Reproduce the data that follows in its entirety, character for character.

The input START

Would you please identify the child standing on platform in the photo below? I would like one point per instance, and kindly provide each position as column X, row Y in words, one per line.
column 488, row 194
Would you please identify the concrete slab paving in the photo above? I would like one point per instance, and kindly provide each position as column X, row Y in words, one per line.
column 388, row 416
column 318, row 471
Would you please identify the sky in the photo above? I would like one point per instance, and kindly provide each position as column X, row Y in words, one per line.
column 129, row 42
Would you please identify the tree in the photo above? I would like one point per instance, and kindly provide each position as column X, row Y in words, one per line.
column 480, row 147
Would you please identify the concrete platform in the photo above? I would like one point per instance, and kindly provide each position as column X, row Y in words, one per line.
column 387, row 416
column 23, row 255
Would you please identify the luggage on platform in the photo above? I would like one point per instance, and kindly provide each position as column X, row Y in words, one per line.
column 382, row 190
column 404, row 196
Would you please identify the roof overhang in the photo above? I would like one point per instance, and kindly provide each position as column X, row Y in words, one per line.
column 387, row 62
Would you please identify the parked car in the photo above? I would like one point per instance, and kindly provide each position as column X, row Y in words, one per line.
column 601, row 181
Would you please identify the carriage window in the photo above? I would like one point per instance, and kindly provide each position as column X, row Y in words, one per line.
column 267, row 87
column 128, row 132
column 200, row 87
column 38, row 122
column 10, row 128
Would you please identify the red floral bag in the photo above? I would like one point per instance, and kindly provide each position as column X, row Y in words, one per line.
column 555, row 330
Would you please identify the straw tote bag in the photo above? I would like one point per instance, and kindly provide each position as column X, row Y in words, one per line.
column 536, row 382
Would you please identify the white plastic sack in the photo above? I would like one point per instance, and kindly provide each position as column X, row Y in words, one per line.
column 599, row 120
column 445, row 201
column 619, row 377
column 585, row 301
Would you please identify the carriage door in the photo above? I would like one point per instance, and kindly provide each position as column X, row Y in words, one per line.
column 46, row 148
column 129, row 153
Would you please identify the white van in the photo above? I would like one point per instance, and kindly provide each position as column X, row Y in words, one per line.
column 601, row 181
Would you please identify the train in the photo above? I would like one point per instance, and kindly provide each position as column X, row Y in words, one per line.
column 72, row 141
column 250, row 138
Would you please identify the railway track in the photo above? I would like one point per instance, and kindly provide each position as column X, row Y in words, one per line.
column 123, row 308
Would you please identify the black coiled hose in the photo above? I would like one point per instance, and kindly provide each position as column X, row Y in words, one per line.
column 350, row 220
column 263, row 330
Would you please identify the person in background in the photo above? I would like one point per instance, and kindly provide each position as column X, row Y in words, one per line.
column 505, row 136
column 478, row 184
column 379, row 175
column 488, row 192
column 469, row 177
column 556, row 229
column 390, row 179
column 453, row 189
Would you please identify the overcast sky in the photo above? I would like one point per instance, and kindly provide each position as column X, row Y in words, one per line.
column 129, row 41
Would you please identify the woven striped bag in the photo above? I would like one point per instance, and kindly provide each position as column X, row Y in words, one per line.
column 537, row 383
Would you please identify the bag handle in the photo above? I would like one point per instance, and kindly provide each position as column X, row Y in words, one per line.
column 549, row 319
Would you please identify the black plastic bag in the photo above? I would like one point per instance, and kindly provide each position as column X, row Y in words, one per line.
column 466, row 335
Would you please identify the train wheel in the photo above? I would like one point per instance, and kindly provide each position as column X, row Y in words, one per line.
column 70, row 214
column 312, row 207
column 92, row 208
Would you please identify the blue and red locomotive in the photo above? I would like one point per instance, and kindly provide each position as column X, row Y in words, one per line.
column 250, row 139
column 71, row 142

The input END

◆ Task response
Would you please identify the child standing on platform in the photo below? I would like one point per instance, and kindly provide each position as column X, row Y in words, one per line.
column 488, row 194
Would you please identify the concrete slab paving in the photo above? I would like one point per instance, and kindly provide each position as column X, row Y in words, one per line.
column 388, row 416
column 318, row 471
Would you please identify the sky in the photo above? I would like one point per instance, and kindly provide each position as column X, row Y in words, one per line.
column 129, row 42
Would you please identify the tree in the photo above? I would like one point per instance, and kindly provide each position as column X, row Y in words, one per line.
column 480, row 147
Would you please identify the concrete platform in the photo above? I would like one point per instance, and kindly provide each position as column X, row Y in words, one per line.
column 387, row 416
column 23, row 255
Would you please identify the luggage on platform in the photo above? I would like one point per instance, and kindly provide each position as column X, row Y in words, one per line.
column 382, row 190
column 404, row 196
Would you please identify the roof overhang in the photo above? I would like one point per instance, and kindly provide each position as column X, row Y in words, one per line.
column 387, row 62
Would you please identify the parked car in the photo above? I would like one point per instance, and kindly provide each position as column X, row Y in words, one per line.
column 601, row 181
Would you please identify the carriage window in the photo above? I would like one point per instance, and kindly provide each position as column X, row Y in words, one per line.
column 267, row 87
column 128, row 132
column 200, row 87
column 38, row 122
column 10, row 128
Would you please identify the red floral bag in the photo above? I would like one point per instance, and kindly provide each position as column X, row Y in words, one per line.
column 555, row 330
Would you please identify the straw tote bag in the photo above? I would like one point per instance, and kindly provide each position as column X, row Y in words, one per line.
column 536, row 382
Would you please identify the white plastic sack in the photo above? I would like one point per instance, and kindly provide each position as column X, row Y in words, one per line.
column 599, row 120
column 445, row 201
column 619, row 377
column 585, row 301
Would you please identify the carriage door in the photo above? I would like one point per instance, and kindly provide each position as column X, row Y in words, one per line.
column 46, row 148
column 129, row 153
Would you please identify the white van in the photo above? I would like one point per instance, and kindly provide each position as column X, row Y in words, one per line.
column 601, row 181
Would you please identify the train in the photo above? I would like one point per instance, and kindly provide each position as column X, row Y in words, one per line.
column 72, row 141
column 250, row 138
Would you please identify the railway track in the photo above? I would like one point per instance, and kindly provide each position as column X, row Y in words, one per line.
column 123, row 308
Would you please identify the black coiled hose in the photo above? I would like one point per instance, and kindly provide each position as column X, row Y in words, one per line.
column 350, row 220
column 263, row 330
Would you please identify the person in background in the photo above? I would like one point per instance, and kindly provide each position as column X, row Y in words, one per line.
column 505, row 136
column 478, row 184
column 379, row 175
column 488, row 192
column 469, row 177
column 556, row 229
column 390, row 179
column 453, row 189
Would you please identify the overcast sky in the photo above? I would like one point per instance, and kindly provide each position as column X, row Y in words, one per line.
column 129, row 41
Would you please identify the woven striped bag in the photo above? I would like one point per instance, and kindly provide each position as column X, row Y in words, one per line.
column 537, row 383
Would you please identify the bag handle in the photo above? I would like one point per instance, and kindly provide each position as column X, row Y in words, one per line.
column 549, row 319
Would you please identify the black plastic bag in the photo above? I would like one point per instance, and kindly provide each position as column X, row Y in words, one per line.
column 466, row 335
Would you please identify the train wheel in the photo above? I would like one point per instance, and kindly provide each position as column X, row Y in words, one per line.
column 70, row 214
column 312, row 207
column 92, row 208
Would you please identify the blue and red locomotive in the photo above? I would like one point per instance, and kindly provide each position as column X, row Y in words, one per line.
column 250, row 139
column 71, row 142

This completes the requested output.